### Provided text:
-------
The March 30, 1996 condensed consolidated financial statements included the
accounts of Johnston, its wholly owned subsidiaries, Southern Phenix Textiles,
Inc. ("Southern Phenix"), Opp and Micolas Mills, Inc. ("Opp and Micolas"), and
Jupiter National, Inc. ("Jupiter") and Jupiter's wholly-owned subsidiaries,
Wellington Sears Company ("Wellington") and Greater Washington Investments,
Inc. ("GWI"), (collectively, the "Company").
On March 28, 1996, the Company acquired the outstanding minority interest in
Jupiter (the "Jupiter Acquisition") for a total purchase consideration of
$45,950,000 which included payments of $39,000,000 to security holders.
Thereafter, on April 3, 1996, Jupiter was merged into Opp and Micolas. At the
close of business on June 29, 1996, the name of Opp and Micolas was changed to
Johnston Industries Alabama, Inc. ("JI Alabama"), Southern Phenix and
Wellington were merged into JI Alabama, and JICR, TJB and GWI became
subsidiaries of JI Alabama.
-------
### Task prompt:
Copy out the whole passage on Johnston's 1996 consolidated accounts word for word. You won't need the material that follows to do this.

### Given material:
-------
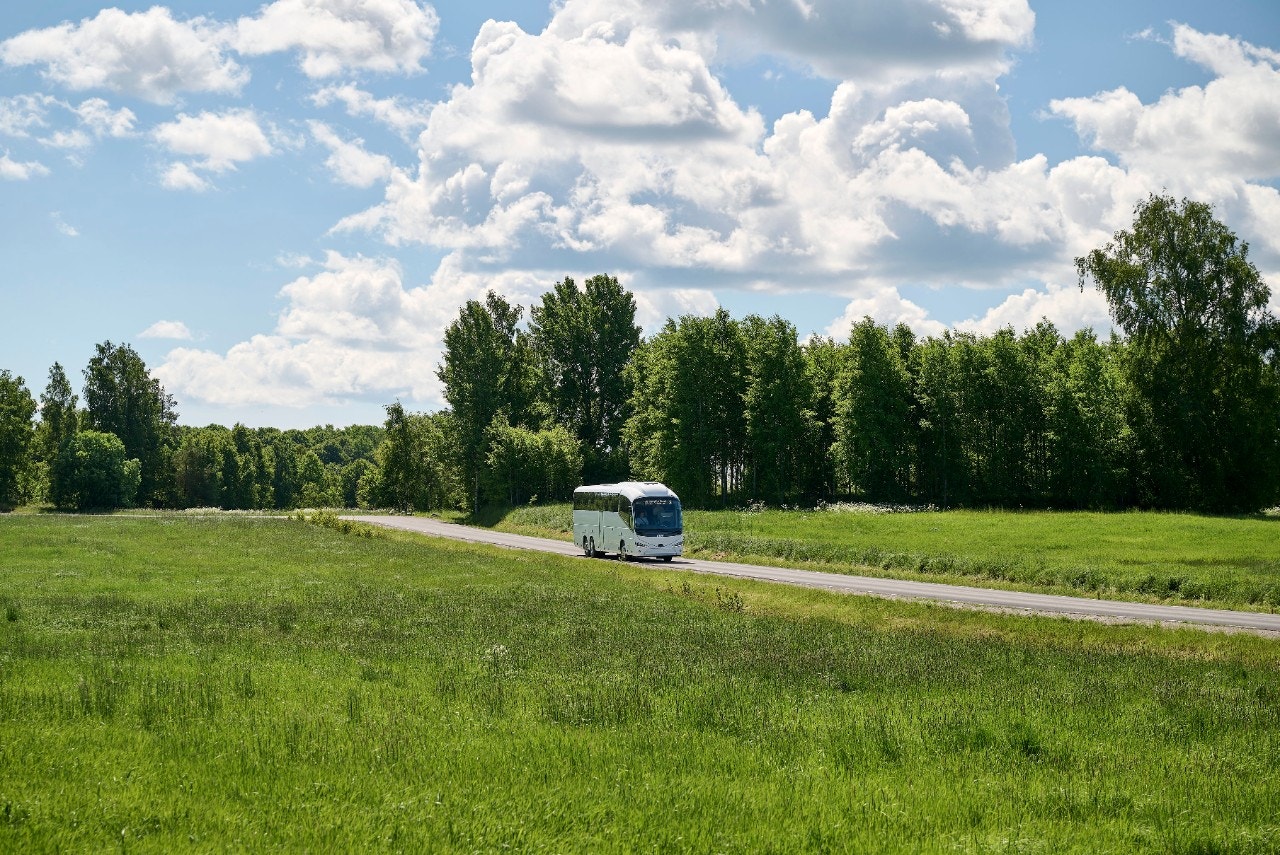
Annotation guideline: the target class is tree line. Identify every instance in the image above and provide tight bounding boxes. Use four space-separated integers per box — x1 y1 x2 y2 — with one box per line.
0 196 1280 512
0 342 384 511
-------
### The response:
The March 30, 1996 condensed consolidated financial statements included the
accounts of Johnston, its wholly owned subsidiaries, Southern Phenix Textiles,
Inc. ("Southern Phenix"), Opp and Micolas Mills, Inc. ("Opp and Micolas"), and
Jupiter National, Inc. ("Jupiter") and Jupiter's wholly-owned subsidiaries,
Wellington Sears Company ("Wellington") and Greater Washington Investments,
Inc. ("GWI"), (collectively, the "Company").
On March 28, 1996, the Company acquired the outstanding minority interest in
Jupiter (the "Jupiter Acquisition") for a total purchase consideration of
$45,950,000 which included payments of $39,000,000 to security holders.
Thereafter, on April 3, 1996, Jupiter was merged into Opp and Micolas. At the
close of business on June 29, 1996, the name of Opp and Micolas was changed to
Johnston Industries Alabama, Inc. ("JI Alabama"), Southern Phenix and
Wellington were merged into JI Alabama, and JICR, TJB and GWI became
subsidiaries of JI Alabama.